Exercise task:
Copy each of the following entries word for word, keeping every line unchanged.
▬▬▬▬▬▬▬▬▬▬
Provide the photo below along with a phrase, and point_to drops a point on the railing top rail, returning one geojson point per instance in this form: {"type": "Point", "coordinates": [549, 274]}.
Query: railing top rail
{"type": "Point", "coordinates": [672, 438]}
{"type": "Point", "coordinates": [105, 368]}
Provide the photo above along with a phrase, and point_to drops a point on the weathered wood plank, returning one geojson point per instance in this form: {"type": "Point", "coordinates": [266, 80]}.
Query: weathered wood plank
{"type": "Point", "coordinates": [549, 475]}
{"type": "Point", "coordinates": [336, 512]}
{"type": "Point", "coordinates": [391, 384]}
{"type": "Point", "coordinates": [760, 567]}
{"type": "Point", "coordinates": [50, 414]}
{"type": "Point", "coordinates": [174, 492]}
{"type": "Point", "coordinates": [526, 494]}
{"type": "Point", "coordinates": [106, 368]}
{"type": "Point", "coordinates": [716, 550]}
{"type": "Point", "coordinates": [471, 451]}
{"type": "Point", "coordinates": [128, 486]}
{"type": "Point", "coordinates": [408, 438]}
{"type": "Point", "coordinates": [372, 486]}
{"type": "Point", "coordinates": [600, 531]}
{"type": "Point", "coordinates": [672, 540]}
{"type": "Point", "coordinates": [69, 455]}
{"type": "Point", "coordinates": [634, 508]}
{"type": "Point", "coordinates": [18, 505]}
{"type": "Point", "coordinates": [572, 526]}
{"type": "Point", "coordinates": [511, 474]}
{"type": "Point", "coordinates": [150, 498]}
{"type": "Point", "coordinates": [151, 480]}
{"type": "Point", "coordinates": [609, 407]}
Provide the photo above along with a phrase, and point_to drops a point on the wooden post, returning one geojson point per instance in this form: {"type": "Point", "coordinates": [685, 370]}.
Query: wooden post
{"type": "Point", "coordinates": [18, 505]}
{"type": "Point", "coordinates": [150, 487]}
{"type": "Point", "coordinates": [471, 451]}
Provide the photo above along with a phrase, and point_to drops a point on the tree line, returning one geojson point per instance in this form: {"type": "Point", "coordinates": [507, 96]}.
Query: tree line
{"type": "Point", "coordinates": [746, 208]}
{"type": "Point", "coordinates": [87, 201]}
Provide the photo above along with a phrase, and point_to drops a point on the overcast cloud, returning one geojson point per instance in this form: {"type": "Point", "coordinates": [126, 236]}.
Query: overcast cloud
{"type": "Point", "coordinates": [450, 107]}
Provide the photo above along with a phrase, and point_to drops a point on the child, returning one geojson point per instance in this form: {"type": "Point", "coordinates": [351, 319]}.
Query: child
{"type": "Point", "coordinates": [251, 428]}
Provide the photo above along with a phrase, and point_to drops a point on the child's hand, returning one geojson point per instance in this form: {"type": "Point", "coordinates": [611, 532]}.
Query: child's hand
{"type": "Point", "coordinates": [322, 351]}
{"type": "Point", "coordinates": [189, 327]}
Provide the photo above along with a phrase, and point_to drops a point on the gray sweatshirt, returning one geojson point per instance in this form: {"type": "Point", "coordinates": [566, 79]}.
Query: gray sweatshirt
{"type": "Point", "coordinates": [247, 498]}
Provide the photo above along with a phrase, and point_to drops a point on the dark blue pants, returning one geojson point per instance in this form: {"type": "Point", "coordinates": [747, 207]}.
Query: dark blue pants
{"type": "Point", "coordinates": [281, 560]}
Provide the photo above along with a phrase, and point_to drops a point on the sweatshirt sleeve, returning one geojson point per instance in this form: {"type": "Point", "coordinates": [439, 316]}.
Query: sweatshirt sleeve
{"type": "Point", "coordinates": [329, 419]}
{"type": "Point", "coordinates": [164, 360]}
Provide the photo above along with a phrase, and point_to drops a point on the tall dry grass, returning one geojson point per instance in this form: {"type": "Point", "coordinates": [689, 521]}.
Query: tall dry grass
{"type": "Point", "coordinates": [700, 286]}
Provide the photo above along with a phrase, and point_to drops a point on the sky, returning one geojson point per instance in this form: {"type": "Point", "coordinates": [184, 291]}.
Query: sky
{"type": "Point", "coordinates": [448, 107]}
▬▬▬▬▬▬▬▬▬▬
Result of the task:
Provide the photo below along with a phrase, and point_to drops a point on the railing top rail, returning one geojson point per instance in this form: {"type": "Point", "coordinates": [549, 274]}.
Query: railing top rail
{"type": "Point", "coordinates": [672, 438]}
{"type": "Point", "coordinates": [105, 368]}
Provide the photo above along with a phrase, and point_to drops a point on the weathered wood plank, returning one geojson point per instance in this form: {"type": "Point", "coordinates": [266, 80]}.
Query: weathered wood plank
{"type": "Point", "coordinates": [549, 475]}
{"type": "Point", "coordinates": [336, 512]}
{"type": "Point", "coordinates": [391, 384]}
{"type": "Point", "coordinates": [760, 567]}
{"type": "Point", "coordinates": [50, 414]}
{"type": "Point", "coordinates": [174, 492]}
{"type": "Point", "coordinates": [526, 494]}
{"type": "Point", "coordinates": [106, 368]}
{"type": "Point", "coordinates": [716, 550]}
{"type": "Point", "coordinates": [471, 451]}
{"type": "Point", "coordinates": [128, 486]}
{"type": "Point", "coordinates": [408, 438]}
{"type": "Point", "coordinates": [372, 486]}
{"type": "Point", "coordinates": [600, 531]}
{"type": "Point", "coordinates": [672, 540]}
{"type": "Point", "coordinates": [69, 455]}
{"type": "Point", "coordinates": [634, 508]}
{"type": "Point", "coordinates": [18, 505]}
{"type": "Point", "coordinates": [572, 526]}
{"type": "Point", "coordinates": [511, 474]}
{"type": "Point", "coordinates": [150, 498]}
{"type": "Point", "coordinates": [151, 480]}
{"type": "Point", "coordinates": [609, 407]}
Provide the photo above along with a phrase, and point_to drops a point on the wooden post, returning one geojson point per instance in this form: {"type": "Point", "coordinates": [685, 370]}.
Query: wooden post
{"type": "Point", "coordinates": [18, 505]}
{"type": "Point", "coordinates": [150, 487]}
{"type": "Point", "coordinates": [471, 451]}
Provide the photo above along with a phrase, and point_to drops a point on the tree line, returning one geojson point per instance in this form: {"type": "Point", "coordinates": [507, 96]}.
Query: tree line
{"type": "Point", "coordinates": [746, 208]}
{"type": "Point", "coordinates": [87, 201]}
Provide the photo above along with a phrase, and point_to drops a point on the overcast cloud, returning one geojson point per instance in this form: {"type": "Point", "coordinates": [126, 236]}.
Query: overcast cloud
{"type": "Point", "coordinates": [450, 107]}
Provide the photo above along with a phrase, and point_to drops a point on the child, returning one geojson point per instance in this form: {"type": "Point", "coordinates": [351, 319]}.
Query: child
{"type": "Point", "coordinates": [251, 428]}
Provide the photo above along with a phrase, and point_to drops a point on the child's hand, returning one geojson point per instance in this form: {"type": "Point", "coordinates": [611, 532]}.
Query: child's hand
{"type": "Point", "coordinates": [322, 351]}
{"type": "Point", "coordinates": [189, 327]}
Provide the photo above along with a phrase, and point_to drops a point on the gray sweatshirt, returning one geojson point per instance in this form: {"type": "Point", "coordinates": [566, 79]}.
Query: gray sweatshirt
{"type": "Point", "coordinates": [247, 498]}
Provide the photo above along with a phrase, and point_to drops a point on the dark blue pants, returning one geojson point per instance in this form: {"type": "Point", "coordinates": [747, 207]}.
Query: dark blue pants
{"type": "Point", "coordinates": [281, 560]}
Provide the photo above along with a phrase, and point_to drops a point on the sweatshirt sleeve, returning one geojson point per instance in this form: {"type": "Point", "coordinates": [439, 316]}.
Query: sweatshirt sleeve
{"type": "Point", "coordinates": [329, 419]}
{"type": "Point", "coordinates": [164, 360]}
Provide the photo above along with a phrase, and point_to drops a point on the tall dry grass, returning one geojson point per instance in this form: {"type": "Point", "coordinates": [689, 521]}.
Query: tall dry grass
{"type": "Point", "coordinates": [700, 286]}
Provide the photo above along with a phrase, and point_to drops a point on the sky, returning one geojson point per instance in this form: {"type": "Point", "coordinates": [184, 291]}.
Query: sky
{"type": "Point", "coordinates": [448, 107]}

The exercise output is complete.